***** SUPPLIED RECORDS
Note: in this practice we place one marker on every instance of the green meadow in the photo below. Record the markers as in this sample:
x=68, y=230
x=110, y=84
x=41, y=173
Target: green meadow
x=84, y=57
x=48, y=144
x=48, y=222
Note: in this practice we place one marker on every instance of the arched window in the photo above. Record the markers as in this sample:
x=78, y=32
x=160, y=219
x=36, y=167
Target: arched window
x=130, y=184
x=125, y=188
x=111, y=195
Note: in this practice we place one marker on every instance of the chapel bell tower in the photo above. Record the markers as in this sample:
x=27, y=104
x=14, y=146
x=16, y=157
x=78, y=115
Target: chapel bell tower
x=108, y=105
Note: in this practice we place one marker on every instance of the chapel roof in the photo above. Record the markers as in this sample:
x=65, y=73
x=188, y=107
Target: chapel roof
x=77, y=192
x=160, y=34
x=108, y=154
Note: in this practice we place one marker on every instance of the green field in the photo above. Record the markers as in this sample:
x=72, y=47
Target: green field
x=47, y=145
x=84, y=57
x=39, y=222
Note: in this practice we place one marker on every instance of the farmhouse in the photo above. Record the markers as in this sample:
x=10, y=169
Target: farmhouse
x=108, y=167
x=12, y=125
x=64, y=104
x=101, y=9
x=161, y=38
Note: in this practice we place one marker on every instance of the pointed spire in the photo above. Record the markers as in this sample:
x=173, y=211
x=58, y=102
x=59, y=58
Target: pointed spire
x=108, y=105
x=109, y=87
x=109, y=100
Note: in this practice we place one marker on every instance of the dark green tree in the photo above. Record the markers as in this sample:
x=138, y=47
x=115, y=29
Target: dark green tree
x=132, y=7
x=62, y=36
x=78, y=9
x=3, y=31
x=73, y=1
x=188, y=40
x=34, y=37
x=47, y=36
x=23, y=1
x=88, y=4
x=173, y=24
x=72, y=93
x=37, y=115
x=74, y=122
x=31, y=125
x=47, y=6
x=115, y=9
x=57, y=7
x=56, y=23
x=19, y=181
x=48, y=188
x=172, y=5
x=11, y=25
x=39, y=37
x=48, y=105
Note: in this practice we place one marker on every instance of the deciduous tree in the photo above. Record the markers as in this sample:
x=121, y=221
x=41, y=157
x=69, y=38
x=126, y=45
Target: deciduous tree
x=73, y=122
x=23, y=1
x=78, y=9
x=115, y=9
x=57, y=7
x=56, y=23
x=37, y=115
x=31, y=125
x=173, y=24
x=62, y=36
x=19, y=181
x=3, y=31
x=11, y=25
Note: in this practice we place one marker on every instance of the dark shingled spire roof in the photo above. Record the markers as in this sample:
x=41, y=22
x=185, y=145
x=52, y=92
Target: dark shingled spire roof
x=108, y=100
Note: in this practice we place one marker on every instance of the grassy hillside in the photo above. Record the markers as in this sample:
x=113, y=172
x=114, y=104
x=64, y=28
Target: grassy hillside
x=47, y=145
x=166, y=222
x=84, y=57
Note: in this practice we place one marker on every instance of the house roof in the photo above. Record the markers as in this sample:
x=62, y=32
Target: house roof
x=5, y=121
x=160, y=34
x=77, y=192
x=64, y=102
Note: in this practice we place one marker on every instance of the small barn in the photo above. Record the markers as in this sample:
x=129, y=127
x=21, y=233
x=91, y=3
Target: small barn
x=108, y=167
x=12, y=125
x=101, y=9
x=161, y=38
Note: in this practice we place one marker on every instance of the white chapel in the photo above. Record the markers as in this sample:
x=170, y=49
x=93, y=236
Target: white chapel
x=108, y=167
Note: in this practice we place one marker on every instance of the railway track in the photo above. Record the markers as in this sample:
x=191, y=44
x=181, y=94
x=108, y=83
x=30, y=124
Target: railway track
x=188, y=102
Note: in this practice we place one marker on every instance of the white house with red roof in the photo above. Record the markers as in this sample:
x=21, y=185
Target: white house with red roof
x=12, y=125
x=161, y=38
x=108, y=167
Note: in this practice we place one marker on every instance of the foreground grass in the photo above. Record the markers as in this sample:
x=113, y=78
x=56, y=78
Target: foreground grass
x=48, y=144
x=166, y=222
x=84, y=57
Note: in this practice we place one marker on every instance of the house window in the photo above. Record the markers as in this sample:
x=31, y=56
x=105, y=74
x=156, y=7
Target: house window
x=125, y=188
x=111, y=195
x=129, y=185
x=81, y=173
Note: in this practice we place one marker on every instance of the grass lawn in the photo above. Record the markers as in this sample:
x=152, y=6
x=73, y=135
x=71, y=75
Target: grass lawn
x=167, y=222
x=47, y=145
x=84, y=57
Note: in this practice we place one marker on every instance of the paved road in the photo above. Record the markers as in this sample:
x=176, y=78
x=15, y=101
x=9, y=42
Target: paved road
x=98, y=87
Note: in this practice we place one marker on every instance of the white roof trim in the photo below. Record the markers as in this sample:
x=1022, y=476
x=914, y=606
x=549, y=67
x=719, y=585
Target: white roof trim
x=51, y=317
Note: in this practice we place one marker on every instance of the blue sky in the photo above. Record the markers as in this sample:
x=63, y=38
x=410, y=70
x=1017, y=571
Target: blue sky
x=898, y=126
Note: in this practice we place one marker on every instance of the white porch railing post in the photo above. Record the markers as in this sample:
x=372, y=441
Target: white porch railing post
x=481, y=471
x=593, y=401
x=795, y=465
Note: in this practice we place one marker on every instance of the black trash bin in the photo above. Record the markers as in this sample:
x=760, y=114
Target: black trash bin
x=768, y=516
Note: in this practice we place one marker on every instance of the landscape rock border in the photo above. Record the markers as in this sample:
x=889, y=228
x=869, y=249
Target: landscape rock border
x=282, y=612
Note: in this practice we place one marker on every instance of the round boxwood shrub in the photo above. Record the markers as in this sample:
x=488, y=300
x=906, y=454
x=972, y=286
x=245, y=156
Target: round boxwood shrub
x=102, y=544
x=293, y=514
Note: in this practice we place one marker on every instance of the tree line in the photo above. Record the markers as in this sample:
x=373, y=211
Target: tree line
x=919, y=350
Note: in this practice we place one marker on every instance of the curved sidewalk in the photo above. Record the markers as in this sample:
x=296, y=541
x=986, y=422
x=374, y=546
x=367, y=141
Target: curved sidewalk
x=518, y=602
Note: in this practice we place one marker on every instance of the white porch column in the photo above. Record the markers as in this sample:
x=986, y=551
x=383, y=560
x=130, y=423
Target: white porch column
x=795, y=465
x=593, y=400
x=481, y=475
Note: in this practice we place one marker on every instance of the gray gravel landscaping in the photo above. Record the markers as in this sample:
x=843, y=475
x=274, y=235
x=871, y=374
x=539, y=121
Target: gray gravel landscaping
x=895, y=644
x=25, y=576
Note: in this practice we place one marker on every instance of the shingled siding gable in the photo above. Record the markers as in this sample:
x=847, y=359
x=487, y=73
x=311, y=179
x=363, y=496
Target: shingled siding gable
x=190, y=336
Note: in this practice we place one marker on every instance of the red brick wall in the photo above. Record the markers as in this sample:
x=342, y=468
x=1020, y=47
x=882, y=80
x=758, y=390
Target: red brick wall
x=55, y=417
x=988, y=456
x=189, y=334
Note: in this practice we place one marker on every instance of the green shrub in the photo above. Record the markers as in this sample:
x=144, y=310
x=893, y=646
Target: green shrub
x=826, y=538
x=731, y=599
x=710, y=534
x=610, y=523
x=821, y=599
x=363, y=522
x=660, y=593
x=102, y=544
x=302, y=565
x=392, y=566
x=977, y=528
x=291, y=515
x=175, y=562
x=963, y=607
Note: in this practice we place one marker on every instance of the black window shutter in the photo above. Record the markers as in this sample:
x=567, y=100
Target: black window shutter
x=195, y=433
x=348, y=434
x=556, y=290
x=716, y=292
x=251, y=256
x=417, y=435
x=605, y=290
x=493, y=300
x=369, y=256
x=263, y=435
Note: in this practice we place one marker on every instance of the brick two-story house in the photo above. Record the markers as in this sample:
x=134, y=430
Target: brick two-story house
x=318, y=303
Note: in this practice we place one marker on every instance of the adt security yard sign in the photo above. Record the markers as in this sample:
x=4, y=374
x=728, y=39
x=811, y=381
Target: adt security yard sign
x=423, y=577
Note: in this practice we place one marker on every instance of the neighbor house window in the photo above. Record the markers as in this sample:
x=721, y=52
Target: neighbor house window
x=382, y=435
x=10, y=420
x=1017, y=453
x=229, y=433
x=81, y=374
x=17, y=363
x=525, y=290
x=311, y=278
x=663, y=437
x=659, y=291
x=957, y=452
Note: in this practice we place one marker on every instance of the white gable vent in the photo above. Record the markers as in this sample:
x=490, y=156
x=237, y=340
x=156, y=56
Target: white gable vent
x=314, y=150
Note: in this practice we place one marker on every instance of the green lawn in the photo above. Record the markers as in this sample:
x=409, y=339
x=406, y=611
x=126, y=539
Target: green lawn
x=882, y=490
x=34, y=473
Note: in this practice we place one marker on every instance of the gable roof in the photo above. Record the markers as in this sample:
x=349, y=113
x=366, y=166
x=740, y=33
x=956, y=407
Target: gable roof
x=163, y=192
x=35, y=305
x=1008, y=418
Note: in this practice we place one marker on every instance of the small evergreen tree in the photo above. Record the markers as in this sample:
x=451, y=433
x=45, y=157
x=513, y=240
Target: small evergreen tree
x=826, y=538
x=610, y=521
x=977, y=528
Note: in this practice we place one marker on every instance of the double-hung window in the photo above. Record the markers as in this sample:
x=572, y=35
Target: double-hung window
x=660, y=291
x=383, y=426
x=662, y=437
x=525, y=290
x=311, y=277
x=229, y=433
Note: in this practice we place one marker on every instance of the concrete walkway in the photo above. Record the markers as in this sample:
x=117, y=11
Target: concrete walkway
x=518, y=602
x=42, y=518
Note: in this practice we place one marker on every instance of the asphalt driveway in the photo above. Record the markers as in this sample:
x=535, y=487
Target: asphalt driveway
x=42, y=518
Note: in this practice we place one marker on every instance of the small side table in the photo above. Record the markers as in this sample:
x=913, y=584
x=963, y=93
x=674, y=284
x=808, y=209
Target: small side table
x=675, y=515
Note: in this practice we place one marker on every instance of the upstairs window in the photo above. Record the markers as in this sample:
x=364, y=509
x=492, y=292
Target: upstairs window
**********
THE EXERCISE:
Rewrite the data from the line that has "of the arched" through the line that has "x=48, y=105", including both of those lines. Scale each answer coordinate by multiplying it by 1.65 and rounding to the nearest whole number, with halves rounded up. Keep every other line, including the sample coordinates, unchanged.

PROBLEM SOLUTION:
Note: in this practice we place one marker on every instance of the arched window in the photo above. Record the markers as in this sample:
x=78, y=32
x=160, y=219
x=36, y=167
Target: arched window
x=215, y=304
x=206, y=310
x=183, y=322
Note: in this practice we place one marker on every instance of the chapel bell tower in the photo above. Record the markers as in this sample:
x=27, y=104
x=14, y=146
x=16, y=157
x=78, y=115
Target: chapel bell tower
x=178, y=173
Note: in this practice we place one marker on every instance of the chapel roof in the photo above. Record the markers as in this sample:
x=65, y=73
x=188, y=107
Target: chapel roof
x=127, y=317
x=264, y=56
x=178, y=254
Note: in this practice we place one marker on every instance of the green field in the photo above. Record the markers as in this sample:
x=72, y=47
Target: green field
x=78, y=239
x=139, y=94
x=64, y=366
Note: in this practice we place one marker on every instance of the farmhouse in the photo above. Record the markers as in this sample:
x=10, y=169
Target: farmhouse
x=178, y=276
x=20, y=206
x=106, y=172
x=167, y=15
x=266, y=63
Note: in this practice we place one marker on every instance of the pointed spire in the photo above. Record the markers as in this sample:
x=173, y=211
x=58, y=102
x=59, y=58
Target: pointed spire
x=178, y=173
x=180, y=144
x=180, y=165
Note: in this practice we place one marker on every instance of the dark green tree in the photo above. Record the markers as in this sample:
x=138, y=47
x=115, y=29
Target: dark green tree
x=218, y=12
x=102, y=59
x=129, y=15
x=5, y=51
x=120, y=2
x=310, y=66
x=56, y=61
x=78, y=59
x=38, y=2
x=145, y=7
x=285, y=40
x=119, y=153
x=61, y=190
x=122, y=201
x=51, y=206
x=78, y=10
x=190, y=15
x=94, y=12
x=92, y=38
x=31, y=299
x=79, y=310
x=284, y=8
x=18, y=41
x=64, y=61
x=79, y=173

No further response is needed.